* start DATA EXTRACT *

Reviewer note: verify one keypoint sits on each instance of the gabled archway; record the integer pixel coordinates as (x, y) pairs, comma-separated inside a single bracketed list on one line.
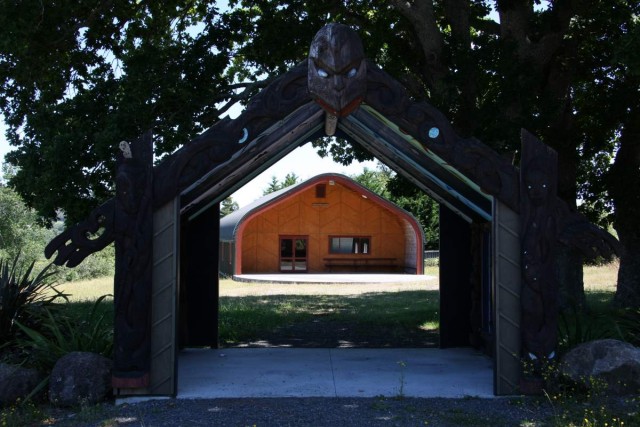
[(165, 219)]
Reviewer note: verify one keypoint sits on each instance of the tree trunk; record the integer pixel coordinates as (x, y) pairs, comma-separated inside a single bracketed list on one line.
[(624, 183)]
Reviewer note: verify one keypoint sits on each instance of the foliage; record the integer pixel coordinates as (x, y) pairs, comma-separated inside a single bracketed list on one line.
[(227, 206), (21, 293), (275, 185), (20, 232), (98, 264), (386, 183), (60, 332)]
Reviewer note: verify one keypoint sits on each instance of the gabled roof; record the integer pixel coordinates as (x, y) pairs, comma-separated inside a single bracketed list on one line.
[(230, 223)]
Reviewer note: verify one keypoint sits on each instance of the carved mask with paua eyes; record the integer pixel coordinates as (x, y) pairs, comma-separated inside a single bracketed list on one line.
[(337, 76)]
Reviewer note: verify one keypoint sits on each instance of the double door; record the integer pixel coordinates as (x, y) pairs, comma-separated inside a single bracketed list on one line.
[(293, 254)]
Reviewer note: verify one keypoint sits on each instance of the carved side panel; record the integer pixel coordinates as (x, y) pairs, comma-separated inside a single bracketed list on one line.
[(133, 231), (539, 177)]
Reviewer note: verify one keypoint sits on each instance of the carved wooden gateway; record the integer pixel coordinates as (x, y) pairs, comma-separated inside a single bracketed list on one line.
[(499, 224)]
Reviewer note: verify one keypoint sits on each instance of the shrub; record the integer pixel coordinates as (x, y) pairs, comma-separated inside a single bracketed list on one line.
[(62, 330), (98, 264), (21, 293)]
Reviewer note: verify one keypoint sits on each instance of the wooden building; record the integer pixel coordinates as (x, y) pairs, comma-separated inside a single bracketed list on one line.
[(328, 223)]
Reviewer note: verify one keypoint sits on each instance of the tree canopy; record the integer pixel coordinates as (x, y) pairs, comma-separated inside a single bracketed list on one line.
[(77, 78)]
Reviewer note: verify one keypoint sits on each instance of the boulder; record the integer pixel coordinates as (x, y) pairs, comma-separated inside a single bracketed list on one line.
[(607, 364), (80, 378), (16, 383)]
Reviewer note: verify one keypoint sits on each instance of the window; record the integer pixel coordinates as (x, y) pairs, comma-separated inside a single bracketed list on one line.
[(293, 254), (349, 245)]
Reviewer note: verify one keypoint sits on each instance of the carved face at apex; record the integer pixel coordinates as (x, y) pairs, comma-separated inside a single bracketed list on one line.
[(337, 70)]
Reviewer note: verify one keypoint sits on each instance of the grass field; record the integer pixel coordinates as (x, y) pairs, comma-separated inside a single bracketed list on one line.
[(334, 314), (596, 279)]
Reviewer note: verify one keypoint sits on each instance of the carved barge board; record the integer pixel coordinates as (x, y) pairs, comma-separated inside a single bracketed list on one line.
[(494, 174), (447, 186), (267, 148), (223, 140)]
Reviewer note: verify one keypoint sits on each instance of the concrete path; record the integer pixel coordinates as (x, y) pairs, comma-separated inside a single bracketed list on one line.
[(286, 372)]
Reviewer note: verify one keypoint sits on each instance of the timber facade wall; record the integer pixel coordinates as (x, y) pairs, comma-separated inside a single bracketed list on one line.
[(345, 210)]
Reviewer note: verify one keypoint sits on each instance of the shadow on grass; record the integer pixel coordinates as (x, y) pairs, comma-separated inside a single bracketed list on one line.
[(371, 320)]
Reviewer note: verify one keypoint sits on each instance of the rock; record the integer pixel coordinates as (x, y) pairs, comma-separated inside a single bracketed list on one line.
[(611, 364), (80, 378), (16, 383)]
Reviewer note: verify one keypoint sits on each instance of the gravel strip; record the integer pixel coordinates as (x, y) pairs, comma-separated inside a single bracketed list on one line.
[(317, 412)]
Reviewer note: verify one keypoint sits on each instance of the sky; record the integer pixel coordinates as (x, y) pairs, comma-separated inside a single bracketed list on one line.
[(303, 161)]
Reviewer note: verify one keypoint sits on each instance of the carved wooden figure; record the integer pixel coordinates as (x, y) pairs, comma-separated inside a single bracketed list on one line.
[(337, 70), (133, 230), (539, 295)]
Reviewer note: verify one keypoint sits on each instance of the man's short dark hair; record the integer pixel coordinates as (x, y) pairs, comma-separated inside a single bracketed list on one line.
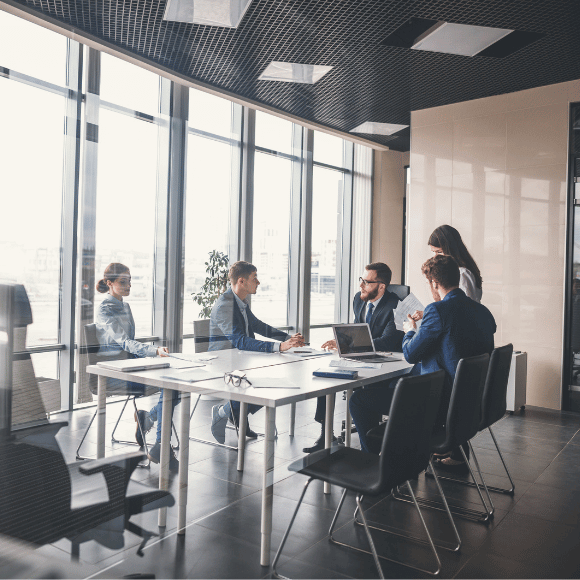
[(443, 269), (384, 273), (241, 269)]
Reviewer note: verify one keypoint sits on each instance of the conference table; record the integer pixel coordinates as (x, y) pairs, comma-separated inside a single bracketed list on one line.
[(277, 379)]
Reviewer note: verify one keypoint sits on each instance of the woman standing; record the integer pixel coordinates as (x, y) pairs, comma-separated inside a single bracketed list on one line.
[(116, 333)]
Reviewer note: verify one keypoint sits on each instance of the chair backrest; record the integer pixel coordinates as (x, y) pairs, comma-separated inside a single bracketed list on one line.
[(494, 392), (400, 290), (464, 413), (407, 439), (201, 335)]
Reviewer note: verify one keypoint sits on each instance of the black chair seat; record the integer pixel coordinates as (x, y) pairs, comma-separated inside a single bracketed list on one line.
[(345, 467)]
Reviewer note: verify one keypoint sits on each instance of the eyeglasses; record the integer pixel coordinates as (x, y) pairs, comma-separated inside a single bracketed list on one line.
[(367, 282), (236, 380)]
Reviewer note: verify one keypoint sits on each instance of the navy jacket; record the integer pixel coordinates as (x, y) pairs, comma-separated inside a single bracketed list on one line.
[(385, 335), (227, 327), (454, 328)]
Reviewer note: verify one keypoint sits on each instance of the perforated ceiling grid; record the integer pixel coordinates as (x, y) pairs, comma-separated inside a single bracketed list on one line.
[(369, 81)]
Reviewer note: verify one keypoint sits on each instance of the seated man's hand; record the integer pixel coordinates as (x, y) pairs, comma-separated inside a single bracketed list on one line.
[(296, 340), (409, 324), (329, 345), (417, 315)]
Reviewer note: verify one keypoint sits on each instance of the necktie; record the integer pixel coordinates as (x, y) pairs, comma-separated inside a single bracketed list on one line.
[(369, 313)]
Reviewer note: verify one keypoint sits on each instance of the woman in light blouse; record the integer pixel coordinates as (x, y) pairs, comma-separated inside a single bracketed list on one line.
[(116, 333)]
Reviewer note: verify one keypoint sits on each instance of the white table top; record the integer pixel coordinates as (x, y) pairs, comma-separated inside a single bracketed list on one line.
[(278, 370)]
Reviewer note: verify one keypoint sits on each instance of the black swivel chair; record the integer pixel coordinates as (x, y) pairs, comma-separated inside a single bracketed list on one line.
[(494, 406), (462, 424), (404, 454)]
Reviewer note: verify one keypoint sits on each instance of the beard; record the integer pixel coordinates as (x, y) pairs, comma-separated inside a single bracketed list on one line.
[(371, 294)]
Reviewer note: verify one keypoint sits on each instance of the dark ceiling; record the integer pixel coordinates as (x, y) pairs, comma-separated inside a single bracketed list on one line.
[(369, 81)]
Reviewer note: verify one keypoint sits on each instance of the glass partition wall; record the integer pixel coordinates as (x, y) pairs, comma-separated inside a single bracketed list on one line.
[(158, 177)]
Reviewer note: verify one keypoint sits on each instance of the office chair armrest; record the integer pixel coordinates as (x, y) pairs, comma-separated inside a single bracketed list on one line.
[(127, 462)]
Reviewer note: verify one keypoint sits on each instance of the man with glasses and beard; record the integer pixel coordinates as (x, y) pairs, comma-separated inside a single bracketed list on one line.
[(374, 304)]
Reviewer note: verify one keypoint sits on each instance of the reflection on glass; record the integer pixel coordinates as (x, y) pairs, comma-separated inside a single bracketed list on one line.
[(128, 85), (210, 113), (272, 188), (31, 154), (328, 149), (273, 133), (32, 50), (326, 216), (207, 209), (126, 203)]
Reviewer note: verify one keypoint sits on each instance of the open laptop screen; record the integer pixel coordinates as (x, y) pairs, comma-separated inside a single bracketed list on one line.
[(353, 339)]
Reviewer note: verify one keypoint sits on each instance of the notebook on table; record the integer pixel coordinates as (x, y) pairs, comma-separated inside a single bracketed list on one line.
[(135, 364), (354, 342)]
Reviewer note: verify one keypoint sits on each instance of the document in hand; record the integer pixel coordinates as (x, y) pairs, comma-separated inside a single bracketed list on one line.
[(407, 306)]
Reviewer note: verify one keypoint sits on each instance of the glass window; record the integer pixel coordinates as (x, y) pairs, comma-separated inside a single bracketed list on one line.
[(326, 218), (210, 113), (31, 182), (273, 133), (272, 189), (32, 50), (328, 149), (208, 194), (128, 85), (126, 205)]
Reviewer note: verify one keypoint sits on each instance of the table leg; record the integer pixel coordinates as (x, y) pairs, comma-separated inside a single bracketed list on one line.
[(328, 429), (101, 416), (242, 435), (292, 418), (348, 420), (268, 486), (183, 462), (165, 442)]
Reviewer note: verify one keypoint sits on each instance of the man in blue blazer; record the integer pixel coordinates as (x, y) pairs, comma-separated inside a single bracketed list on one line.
[(453, 327), (373, 304), (232, 323)]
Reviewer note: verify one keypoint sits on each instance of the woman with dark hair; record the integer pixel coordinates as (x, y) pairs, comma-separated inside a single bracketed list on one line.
[(447, 241), (116, 333)]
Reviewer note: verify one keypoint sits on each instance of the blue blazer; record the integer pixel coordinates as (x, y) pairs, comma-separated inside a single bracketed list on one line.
[(227, 327), (452, 329), (385, 335)]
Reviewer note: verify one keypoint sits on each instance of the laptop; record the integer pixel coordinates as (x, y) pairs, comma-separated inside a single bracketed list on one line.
[(354, 342), (135, 364)]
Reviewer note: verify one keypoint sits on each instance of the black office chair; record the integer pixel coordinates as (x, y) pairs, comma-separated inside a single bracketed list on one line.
[(494, 406), (462, 424), (400, 290), (42, 499), (404, 454), (90, 355)]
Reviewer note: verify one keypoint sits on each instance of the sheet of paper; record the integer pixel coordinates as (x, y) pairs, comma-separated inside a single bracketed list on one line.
[(350, 364), (405, 307)]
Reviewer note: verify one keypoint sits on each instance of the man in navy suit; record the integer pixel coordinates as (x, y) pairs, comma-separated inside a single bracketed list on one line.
[(374, 304), (232, 323), (453, 327)]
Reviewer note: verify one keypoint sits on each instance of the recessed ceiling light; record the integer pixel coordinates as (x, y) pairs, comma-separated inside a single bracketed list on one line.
[(289, 72), (371, 128), (459, 39), (227, 13)]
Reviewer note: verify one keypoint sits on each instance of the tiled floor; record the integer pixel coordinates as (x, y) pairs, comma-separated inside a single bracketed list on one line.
[(535, 533)]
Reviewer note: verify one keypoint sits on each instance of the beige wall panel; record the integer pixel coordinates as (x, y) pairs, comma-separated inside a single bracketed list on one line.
[(537, 195), (479, 144), (432, 150), (537, 136), (507, 197)]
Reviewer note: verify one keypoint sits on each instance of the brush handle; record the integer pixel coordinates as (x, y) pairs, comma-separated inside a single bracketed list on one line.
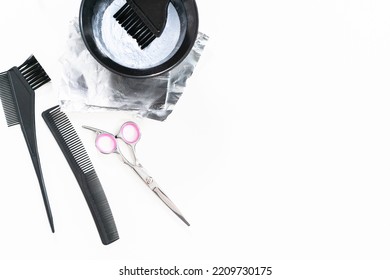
[(25, 105)]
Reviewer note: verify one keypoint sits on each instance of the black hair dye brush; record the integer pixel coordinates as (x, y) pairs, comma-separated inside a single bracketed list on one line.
[(17, 87), (144, 20)]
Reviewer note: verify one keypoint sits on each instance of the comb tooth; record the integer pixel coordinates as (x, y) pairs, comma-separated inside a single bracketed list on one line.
[(8, 101)]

* end DATA EXTRACT *

# REQUEST:
Revise the material starting at the line that contains "of the double" and ending at the line that contains "[(133, 231), (539, 177)]", changing each "keypoint" to "marker" and leaving all else as it stands. Return only those lines.

# IN RESPONSE:
Reviewer note: verify one marker sits on each instance of the double door; record the integer pixel coordinates as (x, y) pairs, comma-separated inside a single bracketed list on one line.
[(293, 254)]
Reviewer note: verify one marker sits on each instance of the carved side panel; record the integer pixel coordinates as (x, y) pairs, comma-separated inside a single bracketed list on one line.
[(133, 231), (539, 177)]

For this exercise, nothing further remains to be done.